Aim 1 =
Copy every line of the point placement records below without changing anything.

Selected passage =
^^^^^^^^^^^^^^^^

# screen printing halftones white on black



## Bigbaby (Mar 3, 2008)

Howdy folks, still working on my first job, and it just happens to be halftones. I don't have a rip, i'm using photoshop cs3. It's a white print on black tee. My question is that the darkest part of the image (the black) doesn't need ink because it's black and the shirt is black if that makes any sense at all. How do I print the haltones image without the blackest part??


----------



## mgatechcameroon (Jan 30, 2008)

welcome home bigbaby, well if you want to do white print on a dark shirt then you will most likely be printing only a base image which is an inverse of your original art work or image, when you invert the image the darker part will show through and lighter parts will print white or gray which means you are printing only white and the black will come from the shirt color. have fun.


----------



## Bigbaby (Mar 3, 2008)

Thanx sooo much!!!


----------



## red514 (Jul 21, 2009)

here's a good thread you should check out. It explains how to create halftones without needing a RIP
http://www.t-shirtforums.com/screen-printing/t88694.html


----------



## tpitman (Jul 30, 2007)

Not to be a contrary, but simply inverting the grayscale image will not give you a very good reproduction. I found this out when printing a white on navy job. It's really difficult to look at an inverted grayscale image on your computer and visualize how it's going to look on the shirt when printed with white ink. What I found works well is to first, make a clipping path or create a mask for the background OR the part of the photo you want to print (unless you're printing the square photo with subject, background and everything). Change the grayscale photo to multichannel mode. Invert the resulting black channel, then double click it in the palette, change the color to white in the color picker and the opacity to 100%, and rename it White Ink. Take the mask or clipping path you made and get rid of the background around the image you want to print. Make a new channel, calling it Black Shirt, and making the color black at 100%. Then fill that channel with black. Move the Black Shirt Channel to the top, with the White Ink channel below it. Now, while in the White Ink channel, use the Levels tool under Image/Adjustments to modify the image for the look you want.
I found that simply inverting a grayscale photo gave me a print with very little contrast and too much white ink in all the wrong place. It happened to be a photo of a black kid, which added the complexity of getting decent skin tones of a dark-complexioned subject. The version where I just inverted the grayscale photo made the kid look like a black kid in whiteface. When I did it as a multi-channel file with the white ink channel on a black shirt channel, I could see how it would look modifying the levels in the white ink channel instead of guessing what an inverted photo would look like printed with white ink on a black shirt.


----------



## mgatechcameroon (Jan 30, 2008)

hello tpiman nice reading your reply on this topic, i am a black man and bsed in west africa which means most of the photos i print is of black people and to tell you the truth i find it very hard also reproducing photos of white people which makes the whole theory very very interesting, what you have mentioned works for you , but what i have discribed works for me the majority of the times with little adjustment. well what i have discovered in this industry is that what worked for A might not work for B , finally i will advice most screen printers to always use a separation software to do their jobs because once properly mastered works better than wasting time doing trial and error.

^^^^^^^^^^^^^^^^

[Point placement records]
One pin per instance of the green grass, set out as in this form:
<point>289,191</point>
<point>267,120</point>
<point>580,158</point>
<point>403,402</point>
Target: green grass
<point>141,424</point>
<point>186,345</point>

^^^^^^^^^^^^^^^^

Aim 2 =
Answer these questions from the halftone printing thread above:
(a) Which version of Photoshop is the first poster using?
(b) In tpitman's method, what name is given to the new channel that gets filled with black?
(c) Where does mgatechcameroon say he is based?

Exercise solution 1 =
One pin per instance of the green grass, set out as in this form:
<point>289,191</point>
<point>267,120</point>
<point>580,158</point>
<point>403,402</point>
Target: green grass
<point>141,424</point>
<point>186,345</point>

Exercise solution 2 =
(a) Photoshop CS3
(b) Black Shirt
(c) West Africa